Assignment ::
Would you please retype the records that follow, word for word?

--------------------------------

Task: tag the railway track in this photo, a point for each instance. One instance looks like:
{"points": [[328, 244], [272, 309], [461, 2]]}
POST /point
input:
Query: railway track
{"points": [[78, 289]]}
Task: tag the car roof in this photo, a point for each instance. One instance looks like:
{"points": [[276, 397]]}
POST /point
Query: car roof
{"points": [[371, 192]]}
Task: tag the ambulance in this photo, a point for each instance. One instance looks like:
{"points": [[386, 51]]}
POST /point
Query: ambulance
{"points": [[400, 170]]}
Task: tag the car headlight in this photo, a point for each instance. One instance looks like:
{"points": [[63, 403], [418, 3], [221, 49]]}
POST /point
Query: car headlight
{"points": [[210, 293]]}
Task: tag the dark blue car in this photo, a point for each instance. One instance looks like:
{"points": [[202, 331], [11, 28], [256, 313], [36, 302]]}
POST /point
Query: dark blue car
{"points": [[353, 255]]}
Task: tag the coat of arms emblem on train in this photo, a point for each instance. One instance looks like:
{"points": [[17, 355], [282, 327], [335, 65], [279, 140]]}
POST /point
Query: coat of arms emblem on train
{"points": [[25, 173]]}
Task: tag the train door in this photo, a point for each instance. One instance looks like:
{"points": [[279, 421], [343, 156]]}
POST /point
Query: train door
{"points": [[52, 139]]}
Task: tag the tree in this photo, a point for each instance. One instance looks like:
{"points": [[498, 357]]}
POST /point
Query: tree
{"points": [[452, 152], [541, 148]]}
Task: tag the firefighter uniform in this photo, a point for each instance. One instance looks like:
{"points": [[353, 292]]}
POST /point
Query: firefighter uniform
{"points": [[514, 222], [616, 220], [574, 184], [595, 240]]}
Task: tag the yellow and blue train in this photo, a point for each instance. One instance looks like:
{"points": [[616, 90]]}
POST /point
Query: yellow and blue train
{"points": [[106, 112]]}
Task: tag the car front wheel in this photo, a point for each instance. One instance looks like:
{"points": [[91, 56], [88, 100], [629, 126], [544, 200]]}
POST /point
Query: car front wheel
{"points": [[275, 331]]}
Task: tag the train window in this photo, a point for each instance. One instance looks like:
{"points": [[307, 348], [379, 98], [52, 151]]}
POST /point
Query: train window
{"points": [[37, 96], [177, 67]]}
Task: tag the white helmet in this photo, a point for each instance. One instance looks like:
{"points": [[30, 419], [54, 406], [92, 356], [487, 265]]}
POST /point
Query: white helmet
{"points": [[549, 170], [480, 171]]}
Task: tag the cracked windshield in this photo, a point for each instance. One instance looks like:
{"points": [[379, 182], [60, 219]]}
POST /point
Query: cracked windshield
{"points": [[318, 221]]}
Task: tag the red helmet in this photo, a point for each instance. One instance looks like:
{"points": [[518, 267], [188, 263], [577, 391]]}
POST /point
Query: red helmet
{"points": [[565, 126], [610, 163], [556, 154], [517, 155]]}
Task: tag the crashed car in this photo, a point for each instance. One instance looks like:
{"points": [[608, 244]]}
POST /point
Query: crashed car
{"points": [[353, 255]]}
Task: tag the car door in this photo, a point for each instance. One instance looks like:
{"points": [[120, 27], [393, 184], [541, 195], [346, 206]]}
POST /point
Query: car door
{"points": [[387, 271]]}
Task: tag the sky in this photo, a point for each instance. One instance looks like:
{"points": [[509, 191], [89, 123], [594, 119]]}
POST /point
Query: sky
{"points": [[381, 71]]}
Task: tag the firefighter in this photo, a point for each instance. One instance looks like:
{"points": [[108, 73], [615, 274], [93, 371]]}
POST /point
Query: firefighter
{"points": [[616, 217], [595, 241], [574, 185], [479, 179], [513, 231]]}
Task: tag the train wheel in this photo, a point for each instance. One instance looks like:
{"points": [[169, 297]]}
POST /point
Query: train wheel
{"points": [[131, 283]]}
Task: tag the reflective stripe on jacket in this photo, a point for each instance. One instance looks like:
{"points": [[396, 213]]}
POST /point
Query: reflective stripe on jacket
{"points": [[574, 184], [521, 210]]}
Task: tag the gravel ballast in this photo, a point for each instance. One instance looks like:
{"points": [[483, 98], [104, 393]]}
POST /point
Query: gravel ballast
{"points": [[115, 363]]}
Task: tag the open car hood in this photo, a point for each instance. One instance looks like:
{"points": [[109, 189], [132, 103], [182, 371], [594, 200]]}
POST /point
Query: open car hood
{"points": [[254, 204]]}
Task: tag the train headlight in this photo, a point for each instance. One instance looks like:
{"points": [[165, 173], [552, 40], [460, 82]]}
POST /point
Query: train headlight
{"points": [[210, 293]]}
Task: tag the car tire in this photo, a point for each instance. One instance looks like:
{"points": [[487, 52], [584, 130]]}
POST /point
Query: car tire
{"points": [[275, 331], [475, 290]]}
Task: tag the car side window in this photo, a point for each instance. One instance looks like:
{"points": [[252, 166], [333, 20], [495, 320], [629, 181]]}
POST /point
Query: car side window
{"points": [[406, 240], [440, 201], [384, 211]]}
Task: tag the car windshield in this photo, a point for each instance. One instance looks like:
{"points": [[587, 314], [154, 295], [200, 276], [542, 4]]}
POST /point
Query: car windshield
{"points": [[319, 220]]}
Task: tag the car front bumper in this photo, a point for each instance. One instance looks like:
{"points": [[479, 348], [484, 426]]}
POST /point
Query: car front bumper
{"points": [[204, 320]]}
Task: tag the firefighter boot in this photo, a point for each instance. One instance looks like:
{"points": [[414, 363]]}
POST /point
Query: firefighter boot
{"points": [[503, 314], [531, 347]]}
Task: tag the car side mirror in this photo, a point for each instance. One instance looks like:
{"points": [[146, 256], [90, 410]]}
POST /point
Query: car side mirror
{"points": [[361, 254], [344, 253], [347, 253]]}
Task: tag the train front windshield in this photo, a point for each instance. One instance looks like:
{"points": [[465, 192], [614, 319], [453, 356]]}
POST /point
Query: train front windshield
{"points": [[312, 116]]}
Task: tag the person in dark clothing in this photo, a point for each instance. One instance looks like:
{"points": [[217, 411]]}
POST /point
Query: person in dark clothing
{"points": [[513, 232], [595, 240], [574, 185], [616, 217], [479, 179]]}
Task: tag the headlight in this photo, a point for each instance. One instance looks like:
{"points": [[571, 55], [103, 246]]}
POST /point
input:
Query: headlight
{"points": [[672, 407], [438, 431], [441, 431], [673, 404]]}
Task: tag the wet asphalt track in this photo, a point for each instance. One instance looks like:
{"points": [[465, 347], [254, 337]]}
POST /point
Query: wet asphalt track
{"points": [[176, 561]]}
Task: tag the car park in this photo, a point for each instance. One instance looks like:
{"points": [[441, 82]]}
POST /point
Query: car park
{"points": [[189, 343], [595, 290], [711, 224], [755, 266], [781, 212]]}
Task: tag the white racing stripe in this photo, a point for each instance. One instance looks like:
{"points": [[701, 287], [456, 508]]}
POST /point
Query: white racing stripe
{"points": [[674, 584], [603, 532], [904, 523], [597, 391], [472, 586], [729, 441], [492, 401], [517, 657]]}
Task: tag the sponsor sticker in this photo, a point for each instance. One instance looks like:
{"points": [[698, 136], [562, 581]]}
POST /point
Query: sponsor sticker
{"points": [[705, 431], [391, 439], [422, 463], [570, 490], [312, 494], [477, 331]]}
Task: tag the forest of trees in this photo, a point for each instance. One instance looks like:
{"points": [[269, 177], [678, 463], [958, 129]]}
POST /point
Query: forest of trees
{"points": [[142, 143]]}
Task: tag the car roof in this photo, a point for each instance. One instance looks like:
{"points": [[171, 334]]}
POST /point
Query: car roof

--------------------------------

Answer space ::
Task: tag the railway track in this photo, a point for each instance. One instance looks like:
{"points": [[328, 244], [272, 309], [461, 2]]}
POST /point
input:
Query: railway track
{"points": [[78, 289]]}
Task: tag the car roof in this photo, a point for each instance. One instance looks like:
{"points": [[276, 397]]}
POST /point
Query: car roof
{"points": [[371, 192]]}
Task: tag the ambulance in this photo, a point for each instance. One instance looks like:
{"points": [[386, 51]]}
POST /point
Query: ambulance
{"points": [[400, 170]]}
Task: tag the car headlight in this photo, a point for each instance. One instance looks like:
{"points": [[63, 403], [418, 3], [221, 49]]}
POST /point
Query: car headlight
{"points": [[210, 293]]}
Task: tag the dark blue car in this photo, a point for each instance. One instance looks like:
{"points": [[202, 331], [11, 28], [256, 313], [36, 302]]}
POST /point
Query: dark blue car
{"points": [[353, 255]]}
Task: tag the coat of arms emblem on train in this photo, a point for each instance. One instance looks like:
{"points": [[17, 355], [282, 327], [335, 65], [279, 140]]}
POST /point
Query: coat of arms emblem on train
{"points": [[25, 173]]}
Task: tag the train door in this photo, a point for each instance. One instance looks like:
{"points": [[279, 421], [343, 156]]}
POST /point
Query: train door
{"points": [[52, 139]]}
Task: tag the tree in this photo, a point for each instance. One instance looks like:
{"points": [[498, 357]]}
POST /point
Query: tree
{"points": [[452, 152], [541, 148]]}
Task: tag the firefighter uniform in this photo, a point for each instance. One instance looks like:
{"points": [[353, 292]]}
POST /point
Query: firefighter uniform
{"points": [[514, 222], [616, 220], [574, 184], [595, 240]]}
Task: tag the yellow and blue train in this photo, a point for each instance. One instance looks like:
{"points": [[616, 90]]}
POST /point
Query: yellow and blue train
{"points": [[106, 112]]}
Task: tag the car front wheel in this photo, a point for each instance. One instance looks like:
{"points": [[91, 56], [88, 100], [629, 126], [544, 200]]}
POST /point
Query: car front wheel
{"points": [[275, 331]]}
Task: tag the train window in this photo, a point for each instance. One instance looks like:
{"points": [[307, 348], [379, 98], [52, 151]]}
POST /point
Query: train window
{"points": [[37, 96], [177, 67]]}
Task: tag the white helmet in this photo, a point for each instance. One instance looks like:
{"points": [[30, 419], [54, 406], [92, 356], [487, 265]]}
POST /point
Query: white helmet
{"points": [[549, 170], [480, 171]]}
Task: tag the cracked windshield in this photo, a point for each instance. One instance looks like:
{"points": [[379, 182], [60, 219]]}
POST /point
Query: cracked windshield
{"points": [[318, 221]]}
Task: tag the red helmet in this photo, a point for each instance. One instance looks like:
{"points": [[518, 267], [188, 263], [577, 391]]}
POST /point
Query: red helmet
{"points": [[565, 126], [610, 163], [556, 154], [517, 155]]}
Task: tag the crashed car in this photo, a point for each instance. One instance looks like:
{"points": [[608, 244]]}
POST /point
Query: crashed car
{"points": [[353, 255]]}
Task: tag the car door in this photo, a point for each instance. One instance looks like:
{"points": [[120, 27], [393, 184], [541, 195], [346, 206]]}
POST /point
Query: car door
{"points": [[387, 271]]}
Task: tag the sky in this photo, a point for each instance. One instance looks like:
{"points": [[509, 191], [89, 123], [594, 119]]}
POST /point
Query: sky
{"points": [[381, 71]]}
Task: tag the firefighter in this photo, a point for each instance. One instance looks like:
{"points": [[108, 73], [615, 274], [93, 371]]}
POST /point
Query: firefighter
{"points": [[616, 217], [595, 241], [574, 185], [479, 179], [513, 231]]}
Task: tag the train wheel in this photo, a point for each instance. One instance looks like:
{"points": [[169, 297]]}
POST /point
Query: train wheel
{"points": [[131, 283]]}
Task: tag the reflective stripe on jacket in this photo, a point for each instance. One instance looks like:
{"points": [[396, 213]]}
POST /point
Query: reflective stripe on jacket
{"points": [[574, 184], [521, 210]]}
Task: tag the gravel ballast in this photo, a point for each instance. One instance looks like:
{"points": [[483, 98], [104, 393]]}
POST /point
Query: gravel ballast
{"points": [[115, 363]]}
Task: tag the open car hood in this photo, a point for each instance. One instance looks like:
{"points": [[109, 189], [132, 103], [182, 371], [594, 200]]}
POST /point
Query: open car hood
{"points": [[254, 204]]}
Task: tag the train headlight in this photo, a point for each instance. One instance looks like:
{"points": [[165, 173], [552, 40], [460, 82]]}
POST /point
Query: train headlight
{"points": [[210, 293]]}
Task: tag the car tire in this photo, a point for each instance. One instance looks like:
{"points": [[487, 52], [584, 130]]}
POST /point
Query: car tire
{"points": [[275, 331], [475, 290]]}
Task: tag the car side window in this photo, a point for each instance. One instance looks like:
{"points": [[252, 166], [333, 20], [495, 320], [629, 181]]}
POST /point
Query: car side window
{"points": [[406, 240], [440, 201], [384, 211]]}
Task: tag the car windshield in this photo, a point for each instance. One instance looks like:
{"points": [[587, 314], [154, 295], [200, 276], [542, 4]]}
POST /point
Query: car windshield
{"points": [[319, 220]]}
Task: tag the car front bumper in this photo, a point for each instance. One instance looks like:
{"points": [[479, 348], [484, 426]]}
POST /point
Query: car front bumper
{"points": [[204, 320]]}
Task: tag the firefighter boot in this photo, a point for each instance. One instance looks like:
{"points": [[414, 363]]}
POST /point
Query: firefighter boot
{"points": [[503, 314], [531, 347]]}
Task: tag the car side mirror in this photo, a point for each instance. One instance looks like:
{"points": [[146, 256], [90, 410]]}
POST /point
Query: car side mirror
{"points": [[361, 254], [344, 253], [347, 253]]}
Task: tag the train front windshield in this photo, a point for each instance. One instance looks like:
{"points": [[465, 192], [614, 319], [453, 356]]}
POST /point
Query: train front windshield
{"points": [[312, 116]]}
Task: tag the person in dark clothing in this photo, a point for each instance. One instance looks like:
{"points": [[217, 411]]}
POST /point
Query: person in dark clothing
{"points": [[513, 232], [595, 240], [574, 185], [616, 217], [479, 179]]}
Task: tag the headlight in this photo, a point for each instance. One instance looks like:
{"points": [[571, 55], [103, 246]]}
POST /point
input:
Query: headlight
{"points": [[672, 407], [438, 431], [441, 431], [673, 404]]}
Task: tag the wet asphalt track in this photo, a point for each instance. One instance looks like:
{"points": [[465, 347], [254, 337]]}
POST /point
Query: wet asphalt track
{"points": [[176, 561]]}
Task: tag the car park in this photo, a point for each instance. One instance looks like:
{"points": [[441, 82]]}
POST /point
Query: car park
{"points": [[189, 343], [595, 290], [711, 224], [755, 266], [781, 212]]}
Task: tag the white racing stripe in this photo, a point for each instance. One instance looks like:
{"points": [[701, 287], [456, 508]]}
POST /point
Query: white racing stripe
{"points": [[674, 584], [603, 532], [904, 523], [597, 391], [472, 586], [729, 441], [492, 401], [517, 657]]}
Task: tag the sponsor sticker in this photo, a point for each instance. One instance looks like:
{"points": [[698, 136], [562, 581]]}
POST /point
Query: sponsor sticker
{"points": [[705, 431], [391, 439], [422, 463], [570, 490], [312, 494], [477, 331]]}
Task: tag the forest of trees in this photo, a point for each instance. One instance looks like:
{"points": [[269, 177], [678, 463], [958, 129]]}
POST /point
Query: forest of trees
{"points": [[142, 143]]}
Task: tag the car roof in this photo, a point for each instance. One instance looks like:
{"points": [[171, 334]]}
POST /point
Query: car roof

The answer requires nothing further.